━━ EXERCISE DATA ━━
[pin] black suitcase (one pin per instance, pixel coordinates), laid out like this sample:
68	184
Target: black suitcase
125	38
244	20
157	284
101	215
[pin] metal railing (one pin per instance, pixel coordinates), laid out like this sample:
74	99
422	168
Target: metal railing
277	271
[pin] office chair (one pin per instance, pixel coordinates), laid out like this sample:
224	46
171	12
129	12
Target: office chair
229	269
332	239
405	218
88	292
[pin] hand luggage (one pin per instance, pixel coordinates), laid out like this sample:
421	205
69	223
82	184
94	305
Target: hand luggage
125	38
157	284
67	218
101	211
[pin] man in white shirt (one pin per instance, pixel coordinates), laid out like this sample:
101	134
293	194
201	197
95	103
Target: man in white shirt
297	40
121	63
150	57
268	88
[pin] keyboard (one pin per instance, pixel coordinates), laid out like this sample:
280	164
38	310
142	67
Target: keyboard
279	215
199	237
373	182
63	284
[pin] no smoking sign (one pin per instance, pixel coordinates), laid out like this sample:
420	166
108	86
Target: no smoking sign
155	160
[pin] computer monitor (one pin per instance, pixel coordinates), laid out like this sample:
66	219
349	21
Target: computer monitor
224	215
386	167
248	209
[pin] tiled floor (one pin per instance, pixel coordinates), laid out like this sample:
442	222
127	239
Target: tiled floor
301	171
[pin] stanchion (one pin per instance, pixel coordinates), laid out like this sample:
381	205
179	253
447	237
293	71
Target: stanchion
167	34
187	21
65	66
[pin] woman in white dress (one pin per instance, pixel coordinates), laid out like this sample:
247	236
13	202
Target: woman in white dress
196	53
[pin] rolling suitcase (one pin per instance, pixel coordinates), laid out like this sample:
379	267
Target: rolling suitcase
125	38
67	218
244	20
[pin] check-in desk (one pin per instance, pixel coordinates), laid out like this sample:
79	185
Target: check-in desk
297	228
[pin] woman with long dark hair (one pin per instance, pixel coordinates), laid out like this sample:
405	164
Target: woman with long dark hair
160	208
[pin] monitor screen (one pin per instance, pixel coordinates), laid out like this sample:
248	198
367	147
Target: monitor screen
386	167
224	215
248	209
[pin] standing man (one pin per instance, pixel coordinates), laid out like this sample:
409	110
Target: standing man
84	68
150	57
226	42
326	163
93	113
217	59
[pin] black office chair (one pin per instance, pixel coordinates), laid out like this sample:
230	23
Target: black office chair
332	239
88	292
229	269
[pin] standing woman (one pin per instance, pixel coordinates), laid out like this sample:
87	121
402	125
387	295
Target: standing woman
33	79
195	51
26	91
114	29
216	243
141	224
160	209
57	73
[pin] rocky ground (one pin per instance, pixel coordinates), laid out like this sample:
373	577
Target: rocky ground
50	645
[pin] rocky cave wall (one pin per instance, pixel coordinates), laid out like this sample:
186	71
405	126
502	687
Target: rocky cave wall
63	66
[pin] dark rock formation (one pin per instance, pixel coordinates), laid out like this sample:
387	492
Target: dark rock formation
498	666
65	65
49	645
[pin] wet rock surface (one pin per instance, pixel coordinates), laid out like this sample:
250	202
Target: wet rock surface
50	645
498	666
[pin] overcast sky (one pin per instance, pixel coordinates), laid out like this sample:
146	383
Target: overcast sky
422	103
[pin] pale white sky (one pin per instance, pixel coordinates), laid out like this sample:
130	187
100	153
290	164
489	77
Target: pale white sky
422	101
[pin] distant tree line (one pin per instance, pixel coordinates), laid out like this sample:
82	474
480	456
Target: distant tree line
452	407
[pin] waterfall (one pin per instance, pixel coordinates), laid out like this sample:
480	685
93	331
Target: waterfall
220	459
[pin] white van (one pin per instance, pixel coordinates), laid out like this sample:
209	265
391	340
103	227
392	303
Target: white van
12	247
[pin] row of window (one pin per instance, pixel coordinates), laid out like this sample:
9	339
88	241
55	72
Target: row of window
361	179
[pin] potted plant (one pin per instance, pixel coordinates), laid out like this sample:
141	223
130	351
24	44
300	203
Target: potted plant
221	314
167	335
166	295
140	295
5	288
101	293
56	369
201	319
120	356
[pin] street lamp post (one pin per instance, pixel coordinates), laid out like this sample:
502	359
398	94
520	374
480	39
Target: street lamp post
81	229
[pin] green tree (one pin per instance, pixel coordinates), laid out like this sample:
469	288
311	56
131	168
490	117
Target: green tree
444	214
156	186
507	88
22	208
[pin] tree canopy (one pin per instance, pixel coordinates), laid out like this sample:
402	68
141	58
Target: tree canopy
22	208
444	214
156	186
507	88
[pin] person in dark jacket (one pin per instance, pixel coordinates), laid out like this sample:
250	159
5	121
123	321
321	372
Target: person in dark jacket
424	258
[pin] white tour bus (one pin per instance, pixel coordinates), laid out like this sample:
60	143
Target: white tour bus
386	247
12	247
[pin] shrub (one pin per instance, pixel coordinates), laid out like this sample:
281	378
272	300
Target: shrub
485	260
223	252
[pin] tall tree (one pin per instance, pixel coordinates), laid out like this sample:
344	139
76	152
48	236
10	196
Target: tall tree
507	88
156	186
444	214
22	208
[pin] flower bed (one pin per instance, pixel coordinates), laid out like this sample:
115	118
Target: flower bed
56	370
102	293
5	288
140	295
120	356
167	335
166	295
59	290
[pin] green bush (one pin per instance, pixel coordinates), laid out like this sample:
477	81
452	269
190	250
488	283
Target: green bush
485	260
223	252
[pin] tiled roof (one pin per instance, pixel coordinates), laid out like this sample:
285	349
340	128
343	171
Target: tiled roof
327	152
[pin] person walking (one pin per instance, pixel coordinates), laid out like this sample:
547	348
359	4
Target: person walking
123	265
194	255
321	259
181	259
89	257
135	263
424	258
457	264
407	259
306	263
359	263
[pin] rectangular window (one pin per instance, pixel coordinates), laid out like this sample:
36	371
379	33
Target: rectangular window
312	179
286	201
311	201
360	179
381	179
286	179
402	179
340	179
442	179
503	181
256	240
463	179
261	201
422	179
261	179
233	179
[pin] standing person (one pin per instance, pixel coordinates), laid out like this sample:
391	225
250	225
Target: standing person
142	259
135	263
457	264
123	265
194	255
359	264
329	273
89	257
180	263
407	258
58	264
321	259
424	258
━━━
All the entries must be retyped exactly.

RESULT OF THIS TASK:
[pin] black suitcase (one pin per instance, pixel coordinates), laid out like this sample:
68	184
Target: black suitcase
125	38
244	20
157	284
101	215
[pin] metal railing (one pin per instance, pixel coordinates), laid out like this sample:
74	99
422	168
Target: metal railing
277	271
[pin] office chair (one pin per instance, pixel coordinates), laid out like this sample:
224	46
171	12
129	12
Target: office chair
229	269
332	239
405	218
88	292
[pin] hand luggage (one pin per instance, pixel coordinates), laid out like this sample:
421	205
69	223
82	184
94	305
Target: hand luggage
125	38
157	284
67	218
101	211
[pin] man in white shirt (one pin per instance, pixel coordinates), laid out like this sample:
101	134
293	194
201	197
95	103
Target: man in white shirt
297	40
121	63
150	57
268	88
[pin] keyboard (one pin per instance, pixel coordinates), laid out like this sample:
280	164
38	310
142	67
Target: keyboard
279	215
199	237
373	182
63	284
[pin] no smoking sign (one pin per instance, pixel coordinates), laid out like this sample:
420	166
108	86
Target: no smoking sign
155	160
[pin] computer monitor (one pin per instance, pixel coordinates), laid out like this sample:
66	219
349	21
Target: computer monitor
224	215
386	167
248	209
[pin] tiled floor (one pin per instance, pixel coordinates), laid out like this sample:
442	222
127	239
Target: tiled floor
301	171
[pin] stanchion (one pin per instance, pixel coordinates), laid out like this sample:
381	205
179	253
447	237
293	71
Target: stanchion
167	34
187	21
65	66
[pin] woman in white dress (one pin per instance, pixel coordinates), laid out like this sample:
247	236
13	202
Target: woman in white dress
196	53
[pin] rolling suitcase (one pin per instance, pixel coordinates), laid out like this sample:
379	267
Target: rolling suitcase
125	38
67	218
244	20
[pin] check-in desk (one pin per instance, pixel coordinates), laid out like this sample:
79	185
Target: check-in desk
297	228
[pin] woman with long dark hair (one pin per instance, pixel coordinates), laid out like this sample:
405	164
Target: woman with long dark hair
160	208
[pin] monitor screen (one pin per instance, pixel coordinates), laid out like this sample:
248	198
367	147
Target: monitor screen
386	167
224	215
248	209
[pin] standing man (one pin per instance, pixel coordinates), laid out like this sample:
409	110
Target: standing man
84	68
150	57
226	42
326	163
93	113
217	59
[pin] black office chair (one pin per instance, pixel coordinates), laid out like this sample:
230	23
Target: black office chair
332	239
88	292
229	269
[pin] standing woman (one pin per instance, pixel coordinates), laid out like this sample:
87	121
402	125
387	295
Target: standing woman
33	79
195	51
26	91
114	29
216	243
141	224
160	209
57	73
[pin] rocky ground (one pin per instance, pixel coordinates), laid out like this sample:
373	577
Target: rocky ground
50	645
[pin] rocky cave wall (one pin per instance, pixel coordinates), laid out like this sample:
186	71
405	126
502	687
Target: rocky cave wall
63	66
[pin] dark rock formation (one pin per instance, pixel coordinates), laid out like this sample:
387	492
Target: dark rock formation
498	666
65	65
49	645
[pin] wet rock surface (one pin per instance, pixel coordinates), laid out like this sample:
250	202
Target: wet rock surface
50	645
498	666
[pin] overcast sky (one pin per instance, pixel coordinates), laid out like this sample:
146	383
Target: overcast sky
422	103
[pin] pale white sky (one pin per instance, pixel coordinates), laid out like this sample:
130	187
100	153
290	164
489	77
Target: pale white sky
422	101
[pin] distant tree line (one pin per instance, pixel coordinates), laid out like this sample:
82	474
480	456
Target: distant tree line
452	407
[pin] waterfall (one pin per instance, pixel coordinates), laid out like this sample:
480	685
93	331
Target: waterfall
220	459
[pin] white van (one pin per instance, pixel coordinates), laid out like this sample:
209	265
391	340
103	227
392	303
Target: white van
12	247
[pin] row of window (one pin per instance, pixel coordinates), laid out like this sample:
9	339
88	241
55	72
Target: row of window
361	179
[pin] potted plant (one pin per instance, pixel coordinates), laid out like this sample:
141	223
130	351
24	44
300	203
Target: potted plant
221	314
167	335
166	295
140	295
5	288
101	293
56	369
201	319
120	356
[pin] street lamp post (one pin per instance, pixel coordinates), laid out like this sample:
502	359
398	94
520	374
480	39
Target: street lamp post
81	229
[pin] green tree (one pin per instance, pixel coordinates), laid out like this sample:
469	288
311	56
131	168
490	117
Target: green tree
444	214
156	186
507	88
22	208
[pin] tree canopy (one pin per instance, pixel coordinates), laid out like this sample:
402	68
141	58
Target: tree canopy
22	208
444	214
156	186
507	88
[pin] person in dark jacket (one pin per instance, pixel coordinates), laid out like this sample:
250	159
5	121
123	321
321	372
Target: person in dark jacket
424	258
[pin] white tour bus (one pin per instance, pixel coordinates), laid out like this sample:
60	143
Target: white tour bus
386	247
12	247
[pin] shrub (one pin per instance, pixel coordinates), laid out like this sample:
281	378
272	300
Target: shrub
485	260
223	252
[pin] tall tree (one pin per instance, pixel coordinates), laid out like this sample:
344	139
76	152
48	236
10	196
Target: tall tree
507	88
156	186
444	214
22	208
[pin] flower bed (one pin per instance, pixel coordinates), laid out like this sample:
115	118
Target: flower bed
56	370
102	293
5	288
140	295
120	356
167	335
166	295
59	290
[pin] green bush (one pin per instance, pixel coordinates), laid out like this sample:
477	81
452	269
190	250
488	283
Target: green bush
485	260
223	252
[pin] tiled roof (one pin per instance, pixel coordinates), laid out like this sample:
285	349
340	128
343	171
Target: tiled roof
327	152
[pin] person walking (one pin per instance, pixel coordinates), laid out like this sample:
547	348
359	4
Target: person walking
123	265
194	255
321	259
181	259
89	257
135	263
424	258
457	264
407	259
306	263
359	263
[pin] rectangular window (one pin per instance, pixel coordinates), laid out like this sample:
36	371
379	33
Target: rectangular window
312	179
286	201
311	201
360	179
381	179
286	179
402	179
340	179
442	179
503	181
256	240
463	179
261	201
422	179
261	179
233	179
[pin] standing person (one pin per instance, pixel coordinates), laid out like this sample:
391	225
250	225
Target: standing person
142	259
135	263
457	264
123	265
194	255
359	264
329	273
89	257
180	263
407	258
58	264
321	259
424	258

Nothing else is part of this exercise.